== What the task asks ==
Give the listing again character for character, but drop the images.
↓
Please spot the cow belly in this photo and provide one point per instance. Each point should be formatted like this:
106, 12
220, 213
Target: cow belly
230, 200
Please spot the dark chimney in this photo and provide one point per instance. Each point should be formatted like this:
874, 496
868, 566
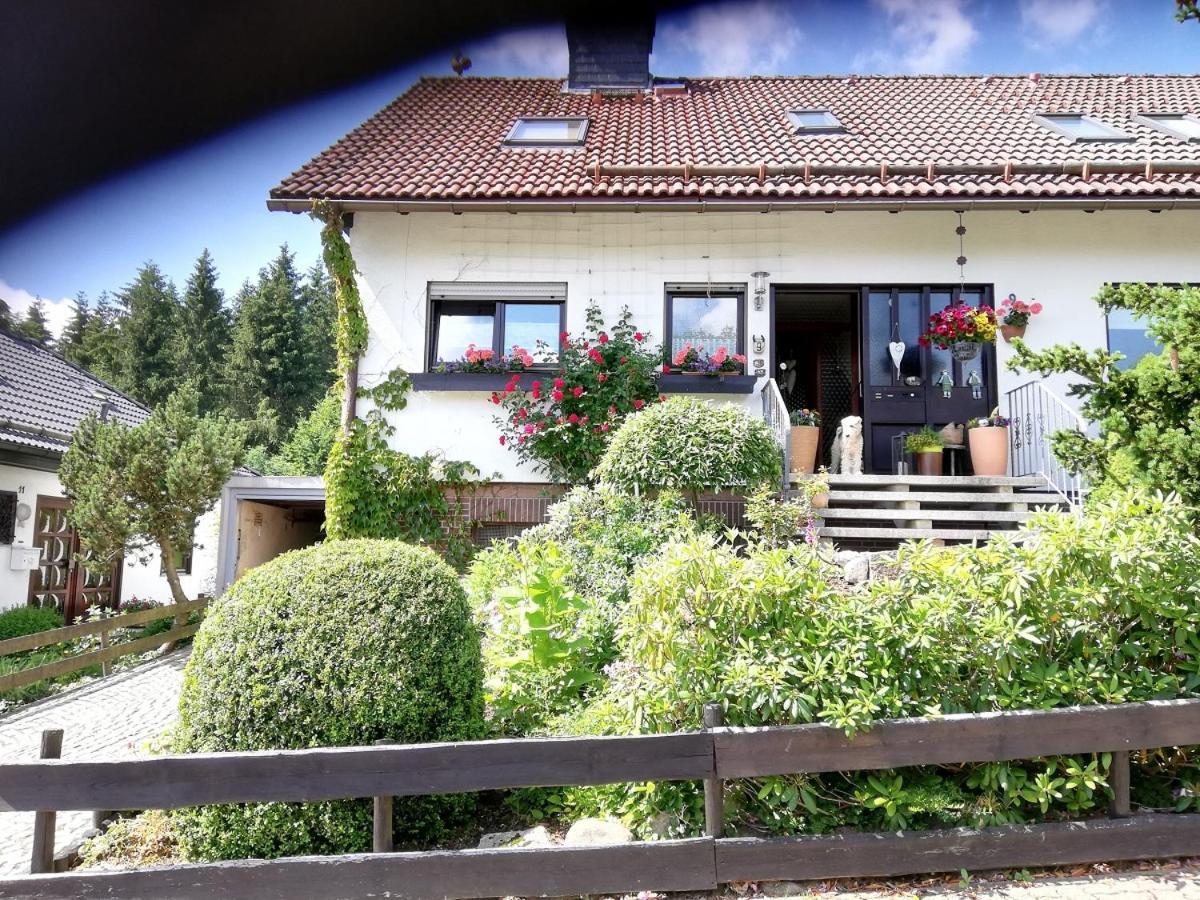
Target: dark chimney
610, 54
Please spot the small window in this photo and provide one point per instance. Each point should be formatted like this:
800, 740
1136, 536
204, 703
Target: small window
541, 132
706, 321
498, 325
1180, 125
1080, 127
807, 120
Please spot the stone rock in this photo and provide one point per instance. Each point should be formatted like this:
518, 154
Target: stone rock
597, 833
535, 837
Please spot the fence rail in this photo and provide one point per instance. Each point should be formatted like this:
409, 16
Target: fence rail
107, 652
694, 864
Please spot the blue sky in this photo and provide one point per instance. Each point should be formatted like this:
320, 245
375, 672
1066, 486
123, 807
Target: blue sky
214, 195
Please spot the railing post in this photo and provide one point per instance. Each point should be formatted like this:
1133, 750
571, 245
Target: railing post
714, 787
381, 813
45, 820
1119, 781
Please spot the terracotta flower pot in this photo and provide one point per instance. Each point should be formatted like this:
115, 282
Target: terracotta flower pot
1011, 331
989, 450
803, 443
929, 463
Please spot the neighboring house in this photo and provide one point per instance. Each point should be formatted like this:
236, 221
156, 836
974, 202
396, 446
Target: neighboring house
42, 401
805, 221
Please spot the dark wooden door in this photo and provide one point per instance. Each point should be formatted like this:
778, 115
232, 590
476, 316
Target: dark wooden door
66, 580
901, 400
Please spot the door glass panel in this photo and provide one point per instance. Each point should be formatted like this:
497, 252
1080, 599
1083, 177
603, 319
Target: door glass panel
912, 323
879, 360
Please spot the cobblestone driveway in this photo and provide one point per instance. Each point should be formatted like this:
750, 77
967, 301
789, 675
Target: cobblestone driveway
109, 719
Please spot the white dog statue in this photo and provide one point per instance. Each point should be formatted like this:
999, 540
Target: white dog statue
846, 454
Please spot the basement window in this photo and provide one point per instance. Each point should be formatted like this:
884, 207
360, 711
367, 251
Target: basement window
815, 120
1080, 127
1179, 125
547, 132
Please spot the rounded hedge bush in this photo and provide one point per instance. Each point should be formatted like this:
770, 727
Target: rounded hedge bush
690, 445
345, 643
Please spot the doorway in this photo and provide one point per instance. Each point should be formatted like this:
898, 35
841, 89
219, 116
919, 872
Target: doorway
816, 354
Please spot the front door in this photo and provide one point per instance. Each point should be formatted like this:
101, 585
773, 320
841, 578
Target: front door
64, 580
901, 399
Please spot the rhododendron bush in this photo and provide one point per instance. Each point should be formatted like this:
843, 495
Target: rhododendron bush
562, 423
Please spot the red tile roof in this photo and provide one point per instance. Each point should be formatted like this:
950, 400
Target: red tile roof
444, 139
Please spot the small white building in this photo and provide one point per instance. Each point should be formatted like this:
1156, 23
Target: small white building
42, 401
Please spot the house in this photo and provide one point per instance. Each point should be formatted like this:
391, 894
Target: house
42, 401
809, 222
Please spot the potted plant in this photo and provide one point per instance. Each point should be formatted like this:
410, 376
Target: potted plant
961, 329
804, 441
1015, 316
927, 447
989, 444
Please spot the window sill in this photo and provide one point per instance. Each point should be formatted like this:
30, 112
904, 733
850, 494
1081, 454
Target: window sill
706, 384
484, 382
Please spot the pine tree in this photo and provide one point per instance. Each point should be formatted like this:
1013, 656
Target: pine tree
269, 358
33, 325
203, 339
71, 340
148, 331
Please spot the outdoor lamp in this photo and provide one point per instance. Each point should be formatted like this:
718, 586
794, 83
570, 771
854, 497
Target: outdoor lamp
976, 384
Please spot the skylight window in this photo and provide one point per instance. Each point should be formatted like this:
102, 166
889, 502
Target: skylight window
1180, 125
809, 120
1080, 127
547, 132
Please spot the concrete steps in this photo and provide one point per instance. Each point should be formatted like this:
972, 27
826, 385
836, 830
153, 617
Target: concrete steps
885, 510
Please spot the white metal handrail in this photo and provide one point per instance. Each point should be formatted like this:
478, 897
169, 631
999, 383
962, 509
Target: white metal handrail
1036, 414
774, 412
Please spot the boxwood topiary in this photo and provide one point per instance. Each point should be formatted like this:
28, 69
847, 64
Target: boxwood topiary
28, 621
690, 445
345, 643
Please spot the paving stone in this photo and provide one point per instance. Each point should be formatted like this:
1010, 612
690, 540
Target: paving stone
107, 719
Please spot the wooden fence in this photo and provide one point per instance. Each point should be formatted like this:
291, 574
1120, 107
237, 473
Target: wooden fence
107, 652
693, 864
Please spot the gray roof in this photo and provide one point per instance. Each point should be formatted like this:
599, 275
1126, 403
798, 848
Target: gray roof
43, 397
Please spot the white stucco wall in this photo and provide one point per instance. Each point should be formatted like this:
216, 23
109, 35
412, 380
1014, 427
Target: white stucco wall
1061, 258
139, 579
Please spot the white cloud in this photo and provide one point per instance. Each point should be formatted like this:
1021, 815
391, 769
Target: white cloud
733, 37
529, 52
1055, 22
927, 36
58, 312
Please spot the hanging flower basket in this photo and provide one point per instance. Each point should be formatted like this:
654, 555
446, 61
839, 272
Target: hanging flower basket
965, 351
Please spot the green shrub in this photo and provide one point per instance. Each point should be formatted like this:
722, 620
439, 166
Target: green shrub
552, 600
1087, 610
340, 645
28, 621
690, 445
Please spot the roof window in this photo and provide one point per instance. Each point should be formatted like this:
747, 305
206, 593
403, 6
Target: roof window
1180, 125
541, 131
814, 120
1078, 126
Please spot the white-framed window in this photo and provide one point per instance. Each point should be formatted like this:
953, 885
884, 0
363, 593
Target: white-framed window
815, 120
547, 131
1180, 125
1078, 126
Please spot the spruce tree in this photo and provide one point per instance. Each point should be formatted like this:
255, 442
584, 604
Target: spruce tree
269, 359
33, 325
203, 339
148, 336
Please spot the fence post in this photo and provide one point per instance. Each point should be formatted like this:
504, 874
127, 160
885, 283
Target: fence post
714, 787
1119, 780
381, 813
43, 820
↑
== Exercise output ==
Please spot the cow belly in this photo and provide one point per instance. Each point should be formatted like this:
106, 12
220, 213
Target: cow belly
230, 200
Please spot the dark chimney in this photo and provide one point per instance. Each point should be formatted like this:
874, 496
868, 566
Target: dark chimney
610, 54
Please spot the small window in this photo and provide one point per instance. Each point should be formatted like this:
800, 740
1136, 536
204, 703
Target: small window
541, 132
706, 321
498, 325
1180, 125
1080, 127
807, 120
Please spot the stone rock in this photo and provide one point per instance. Each point should be formatted like this:
518, 154
Target: stone rock
597, 833
535, 837
Please spot the fence rail in this photo and provide one point per instance. Each point should be formatted like this:
409, 16
Target: fence rail
107, 652
694, 864
Please spot the blue sky in this photo and provide one point per instance. Each point should be formatted like this:
320, 245
375, 672
1066, 486
123, 807
Target: blue sky
214, 195
Please spot the railing post in this photo and provide one point per instance. Each point should be formatted like this:
1133, 750
571, 245
Target: railing post
714, 787
381, 813
45, 820
1119, 781
Please spot the terracotta flower pot in this photo and provide one point per instance. Each point should be formatted like this:
115, 282
Target: terracotta flower pot
1011, 331
989, 450
803, 443
929, 463
Please spot the neighboring house in this photo and provide one point per instance. Each point should be formatted like this:
236, 221
156, 836
974, 202
396, 446
Target: neighboring house
42, 401
805, 221
Please spot the dark wooden door in this photo and provide one point per instance. Each point should be formatted like this:
778, 115
232, 590
476, 316
Target: dark wooden door
66, 580
901, 400
Please spot the door glass panel in this photo and provide one point per instance. Each point should be formatted like this:
497, 252
1080, 599
1083, 177
603, 319
Target: door glass panel
912, 323
879, 360
Please spot the cobblestone driveway in this photo and provide one point per instance. Each point should be formatted like this:
750, 77
967, 301
789, 675
Target: cobblestone driveway
109, 719
Please spot the white dog statue in this photo and provide one point per instance. Each point should be formatted like this:
999, 540
Target: white dog statue
846, 454
Please spot the basement window in this photo and provide one point per instance. Each point should be formatted like this:
884, 207
360, 711
367, 251
Target: basement window
815, 120
1080, 127
1179, 125
547, 132
Please spot the rounded hedge bush in this photo and provide one point per instance. Each point should be formatted like this:
770, 727
Target: rounded hedge bush
690, 445
345, 643
Please spot the doorway in this photo and provide one point per instance. Each point should be formatted like this:
898, 35
841, 89
219, 116
919, 872
Target: doorway
816, 354
Please spot the front door in this photo and provide one point per instance. Each point should be formatted like this:
101, 585
773, 320
841, 578
Target: front door
64, 580
901, 399
Please spot the rhododendron bush in this photo and provide one point per instance. Each point should be formatted like this:
843, 495
Target: rhododendron bush
562, 423
Please spot the red tile roof in this photo and provide one point per instance. Each point should be formatted like this:
950, 400
Target: red tile roof
444, 139
Please spot the small white building in this photo and provide one point per instance. Each point should be formatted like this:
1156, 23
Target: small white building
42, 401
Please spot the house in this photo and provide one point per instance. Each point should be formatted like this:
391, 894
Target: house
42, 401
809, 222
Please spot the potted plant in this photo and provide one point per instance. Each point should be formatted like this:
410, 376
Target: potted plant
961, 329
804, 441
1015, 316
927, 447
989, 444
Please spot the window sill in this photo and provide one point per instance. Each point should be formatted like this:
30, 112
904, 733
850, 494
1081, 454
Target: window sill
706, 384
484, 382
Please spot the pine tree in this photo and provide one point per instance. Each point should be formatted like this:
1013, 656
Target: pine tree
269, 358
33, 325
203, 339
71, 340
148, 331
Please spot the outdoor lamp in this photo and provide one point per instance. Each point should be formatted like this:
718, 586
794, 83
570, 771
854, 497
Target: outdoor lamp
976, 384
Please spot the skylight window in this photo and provide one point per instance. Each point should be formatted like this:
102, 166
889, 502
Target: skylight window
1180, 125
809, 120
1080, 127
547, 132
Please spot the concrete steps in this photo and provide one point per instance. Each point should be formatted like this:
972, 27
826, 385
836, 830
153, 617
Target: concrete steps
885, 510
Please spot the white metal handrail in this photo and provide one point per instance. Each point should be formatted like this:
478, 897
169, 631
999, 383
962, 509
Target: white metal handrail
1036, 414
774, 412
Please spot the boxwood topiary in this photo and provide one point per instance. Each point should be formatted like this:
28, 69
847, 64
Target: boxwood topiary
28, 621
690, 445
345, 643
Please spot the paving stone in this photo and provide one point per instance. Each point should be formatted like this:
1010, 612
690, 540
Target: paving stone
107, 719
Please spot the wooden fence in this photo and provide one point per instance. Each point should be formatted like this:
291, 574
1120, 107
237, 473
Target: wooden fence
107, 652
693, 864
Please spot the gray roof in this photo and provide one point per instance. Each point should be formatted like this:
599, 275
1126, 403
798, 848
Target: gray roof
43, 397
Please spot the white stucco wall in this photo and provide one point per instance. Each point should be formatted like this:
216, 23
109, 35
412, 380
1014, 427
Target: white stucco wall
1061, 258
139, 579
Please spot the white cloud in this photo and provide one point per instance. Each point should be formatted like this:
1021, 815
391, 769
Target: white cloud
733, 37
529, 52
1055, 22
927, 36
58, 312
Please spot the hanging flower basket in this photo and provide one point per instance. Each point should be formatted like this:
654, 555
446, 61
839, 272
Target: hanging flower basket
965, 351
Please spot the green shrub in this photo and provide one point per instance. Each point should be formatted like this:
722, 620
439, 166
Target: green shrub
552, 600
1087, 610
340, 645
28, 621
690, 445
Please spot the roof window in this photo and provide one point per instance. Each point should be formatted like this:
747, 305
206, 593
403, 6
Target: roof window
1180, 125
541, 131
814, 120
1078, 126
Please spot the white-framed window in this photo and provide one point per instance. Each point should be formatted like this:
953, 885
884, 0
363, 593
Target: white-framed window
815, 120
547, 131
1180, 125
1078, 126
Please spot the spruce tree in this photo and provide one point per instance. Each point should be formatted like this:
255, 442
584, 604
Target: spruce tree
269, 359
33, 325
203, 339
148, 336
Please spot the fence post in this photo and provide one point per instance. Each point should be formatted like this:
504, 874
127, 160
885, 283
Target: fence post
714, 787
1119, 780
381, 813
43, 820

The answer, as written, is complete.